- PROBLEM REQUIREMENTS -
Your task is to write out the lines from the line containing "Indicate the grassy" through the last line of the material, exactly.

- DATA RECORDS -
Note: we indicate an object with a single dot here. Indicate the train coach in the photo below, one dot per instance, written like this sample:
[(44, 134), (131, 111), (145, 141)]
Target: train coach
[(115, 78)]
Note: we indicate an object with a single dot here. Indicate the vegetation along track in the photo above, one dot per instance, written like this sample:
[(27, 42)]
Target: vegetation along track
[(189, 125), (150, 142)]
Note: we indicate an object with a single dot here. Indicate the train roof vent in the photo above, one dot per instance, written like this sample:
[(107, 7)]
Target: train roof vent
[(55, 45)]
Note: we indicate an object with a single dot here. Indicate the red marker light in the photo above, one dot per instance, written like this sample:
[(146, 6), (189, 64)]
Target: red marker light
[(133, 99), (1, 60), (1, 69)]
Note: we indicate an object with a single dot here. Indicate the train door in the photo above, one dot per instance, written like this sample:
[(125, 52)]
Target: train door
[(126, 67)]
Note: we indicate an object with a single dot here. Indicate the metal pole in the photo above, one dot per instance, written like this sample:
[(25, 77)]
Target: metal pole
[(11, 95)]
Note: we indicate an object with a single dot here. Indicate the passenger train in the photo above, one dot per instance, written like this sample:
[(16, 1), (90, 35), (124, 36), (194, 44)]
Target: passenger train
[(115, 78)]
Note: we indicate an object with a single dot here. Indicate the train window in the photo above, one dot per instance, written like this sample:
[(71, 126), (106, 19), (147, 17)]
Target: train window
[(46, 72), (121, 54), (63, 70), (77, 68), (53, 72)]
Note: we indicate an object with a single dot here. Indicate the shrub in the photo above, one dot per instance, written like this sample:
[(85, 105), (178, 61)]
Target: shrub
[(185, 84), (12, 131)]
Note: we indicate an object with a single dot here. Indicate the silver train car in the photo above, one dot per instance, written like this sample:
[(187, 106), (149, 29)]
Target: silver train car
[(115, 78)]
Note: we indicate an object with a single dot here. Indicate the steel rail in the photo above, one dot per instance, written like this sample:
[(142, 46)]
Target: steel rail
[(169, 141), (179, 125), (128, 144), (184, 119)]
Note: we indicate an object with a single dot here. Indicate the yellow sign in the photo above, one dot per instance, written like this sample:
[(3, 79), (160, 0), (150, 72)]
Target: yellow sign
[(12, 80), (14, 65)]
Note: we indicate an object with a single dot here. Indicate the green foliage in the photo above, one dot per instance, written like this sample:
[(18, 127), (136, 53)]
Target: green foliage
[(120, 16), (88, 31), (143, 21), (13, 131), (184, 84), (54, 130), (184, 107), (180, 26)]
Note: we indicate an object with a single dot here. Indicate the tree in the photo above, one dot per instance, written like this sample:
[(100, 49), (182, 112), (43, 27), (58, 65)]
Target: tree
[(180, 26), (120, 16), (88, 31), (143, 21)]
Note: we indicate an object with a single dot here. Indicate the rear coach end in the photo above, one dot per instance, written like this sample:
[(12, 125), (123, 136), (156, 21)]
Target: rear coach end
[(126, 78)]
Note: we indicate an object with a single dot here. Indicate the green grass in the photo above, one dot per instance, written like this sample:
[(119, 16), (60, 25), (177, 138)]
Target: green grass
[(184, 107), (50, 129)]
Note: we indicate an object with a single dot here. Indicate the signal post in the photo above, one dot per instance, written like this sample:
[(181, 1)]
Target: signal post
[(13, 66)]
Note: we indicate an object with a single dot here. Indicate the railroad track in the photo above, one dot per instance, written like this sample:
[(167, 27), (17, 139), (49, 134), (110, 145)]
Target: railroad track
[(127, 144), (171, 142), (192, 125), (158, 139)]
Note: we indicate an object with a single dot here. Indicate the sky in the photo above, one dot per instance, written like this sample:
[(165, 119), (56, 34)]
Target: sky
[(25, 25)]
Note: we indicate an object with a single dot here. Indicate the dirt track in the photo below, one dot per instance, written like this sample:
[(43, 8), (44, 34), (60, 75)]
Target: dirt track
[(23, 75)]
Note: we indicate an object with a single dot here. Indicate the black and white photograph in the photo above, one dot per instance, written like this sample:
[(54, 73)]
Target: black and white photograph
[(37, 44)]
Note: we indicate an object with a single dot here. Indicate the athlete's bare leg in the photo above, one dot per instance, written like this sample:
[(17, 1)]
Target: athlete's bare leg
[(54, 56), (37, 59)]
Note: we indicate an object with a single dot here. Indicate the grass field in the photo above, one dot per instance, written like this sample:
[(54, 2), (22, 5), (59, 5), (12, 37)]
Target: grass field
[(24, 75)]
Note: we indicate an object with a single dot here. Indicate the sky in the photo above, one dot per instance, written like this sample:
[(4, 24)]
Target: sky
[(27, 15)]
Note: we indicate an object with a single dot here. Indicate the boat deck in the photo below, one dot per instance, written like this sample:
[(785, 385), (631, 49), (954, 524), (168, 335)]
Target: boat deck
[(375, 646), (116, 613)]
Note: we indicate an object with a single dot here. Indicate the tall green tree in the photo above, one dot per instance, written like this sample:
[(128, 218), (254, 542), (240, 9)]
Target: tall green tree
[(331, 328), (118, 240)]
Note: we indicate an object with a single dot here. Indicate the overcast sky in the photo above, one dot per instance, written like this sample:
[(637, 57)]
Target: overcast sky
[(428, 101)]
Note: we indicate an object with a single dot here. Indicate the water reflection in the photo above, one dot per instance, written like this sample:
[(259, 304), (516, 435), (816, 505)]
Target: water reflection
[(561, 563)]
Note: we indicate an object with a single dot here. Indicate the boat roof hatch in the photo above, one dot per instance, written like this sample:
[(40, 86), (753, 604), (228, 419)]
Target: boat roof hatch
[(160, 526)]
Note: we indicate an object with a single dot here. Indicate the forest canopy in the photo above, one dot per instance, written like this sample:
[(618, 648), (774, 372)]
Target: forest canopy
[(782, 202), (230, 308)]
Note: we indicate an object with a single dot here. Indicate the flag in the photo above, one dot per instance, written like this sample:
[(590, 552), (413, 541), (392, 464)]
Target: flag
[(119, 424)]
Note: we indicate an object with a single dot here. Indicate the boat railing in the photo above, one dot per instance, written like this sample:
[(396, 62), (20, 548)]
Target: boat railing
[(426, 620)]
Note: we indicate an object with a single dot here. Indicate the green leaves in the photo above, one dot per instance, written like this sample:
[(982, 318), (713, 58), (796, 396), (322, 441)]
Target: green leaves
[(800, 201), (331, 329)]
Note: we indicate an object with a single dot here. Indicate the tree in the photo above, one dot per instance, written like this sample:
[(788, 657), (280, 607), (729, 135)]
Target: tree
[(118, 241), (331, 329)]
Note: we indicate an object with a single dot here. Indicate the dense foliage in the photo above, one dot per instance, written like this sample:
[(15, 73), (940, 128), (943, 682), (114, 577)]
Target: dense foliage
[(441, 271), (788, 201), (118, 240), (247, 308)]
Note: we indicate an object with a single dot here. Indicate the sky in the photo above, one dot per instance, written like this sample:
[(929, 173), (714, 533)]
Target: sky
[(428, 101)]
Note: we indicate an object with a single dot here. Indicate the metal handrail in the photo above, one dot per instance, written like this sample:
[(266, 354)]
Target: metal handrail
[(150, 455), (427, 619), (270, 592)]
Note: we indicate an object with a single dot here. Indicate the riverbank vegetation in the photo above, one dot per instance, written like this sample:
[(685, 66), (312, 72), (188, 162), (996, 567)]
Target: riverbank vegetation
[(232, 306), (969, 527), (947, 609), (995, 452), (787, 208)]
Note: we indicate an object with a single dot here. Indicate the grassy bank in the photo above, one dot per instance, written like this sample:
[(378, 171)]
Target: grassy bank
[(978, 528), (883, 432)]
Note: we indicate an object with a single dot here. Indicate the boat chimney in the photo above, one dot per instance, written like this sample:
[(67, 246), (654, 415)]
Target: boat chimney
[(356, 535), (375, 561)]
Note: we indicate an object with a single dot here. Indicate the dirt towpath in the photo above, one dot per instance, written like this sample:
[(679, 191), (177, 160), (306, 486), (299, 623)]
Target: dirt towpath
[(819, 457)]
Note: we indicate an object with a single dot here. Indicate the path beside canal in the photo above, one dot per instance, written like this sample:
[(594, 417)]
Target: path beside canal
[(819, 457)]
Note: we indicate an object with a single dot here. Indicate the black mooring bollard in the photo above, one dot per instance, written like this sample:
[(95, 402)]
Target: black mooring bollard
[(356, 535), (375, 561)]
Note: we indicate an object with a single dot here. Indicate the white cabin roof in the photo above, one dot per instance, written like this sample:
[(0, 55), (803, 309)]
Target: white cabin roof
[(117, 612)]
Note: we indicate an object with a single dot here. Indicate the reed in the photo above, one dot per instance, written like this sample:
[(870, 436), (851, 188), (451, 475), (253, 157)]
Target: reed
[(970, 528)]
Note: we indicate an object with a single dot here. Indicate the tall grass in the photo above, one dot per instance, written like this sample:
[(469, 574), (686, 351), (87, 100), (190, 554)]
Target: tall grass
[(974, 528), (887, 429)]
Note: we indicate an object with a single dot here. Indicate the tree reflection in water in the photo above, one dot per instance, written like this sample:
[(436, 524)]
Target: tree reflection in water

- ANSWER TO THE PROBLEM -
Note: we indicate an object with a single dot here. Indicate the grassy bank in the photo above, one dot per instance, written like this sample:
[(378, 171)]
Target: grassy bank
[(978, 528), (883, 432)]
Note: we indicate an object with a single dot here. Indicate the boat chimney in the photo above, one dot per instance, written like this sample:
[(67, 246), (654, 415)]
Target: boat chimney
[(356, 535), (375, 561)]
Note: we indicate an object with a single dot here. Indicate the dirt towpath in the photo above, one dot per instance, written like this sample:
[(679, 191), (177, 160), (306, 486), (299, 623)]
Target: dirt towpath
[(819, 457)]
Note: we indicate an object with a single dot here. Indicate the path beside canal in the photo above, one dot per instance, written like this sample:
[(594, 417)]
Target: path beside canal
[(819, 457)]
Note: we indicate an object with a single dot here. Indicate the black mooring bollard in the photo above, one dot per instance, written like this sample:
[(95, 402)]
Target: black mooring bollard
[(356, 535), (375, 561)]
Note: we indicate an object with a single dot here. Indicate the white cabin roof in the photo above, one dot per instance, written like this sample:
[(0, 55), (803, 309)]
Target: white cabin roof
[(117, 612)]
Note: we indicate an object with a single dot here. Indicate the reed in the photo above, one dot per instance, written like this sample:
[(870, 436), (851, 188), (451, 475), (253, 157)]
Target: reed
[(970, 528)]
Note: we indicate an object with a single dot here. Indicate the tall grass in the photo above, one dot per instance, written like this sample:
[(469, 574), (686, 351), (87, 100), (190, 554)]
Target: tall grass
[(974, 528), (887, 429)]
Note: we indicate an object with a single dot here. Indicate the tree reflection in water in the photo above, one dot per instance, written like this sample:
[(436, 524)]
Target: tree reflection in water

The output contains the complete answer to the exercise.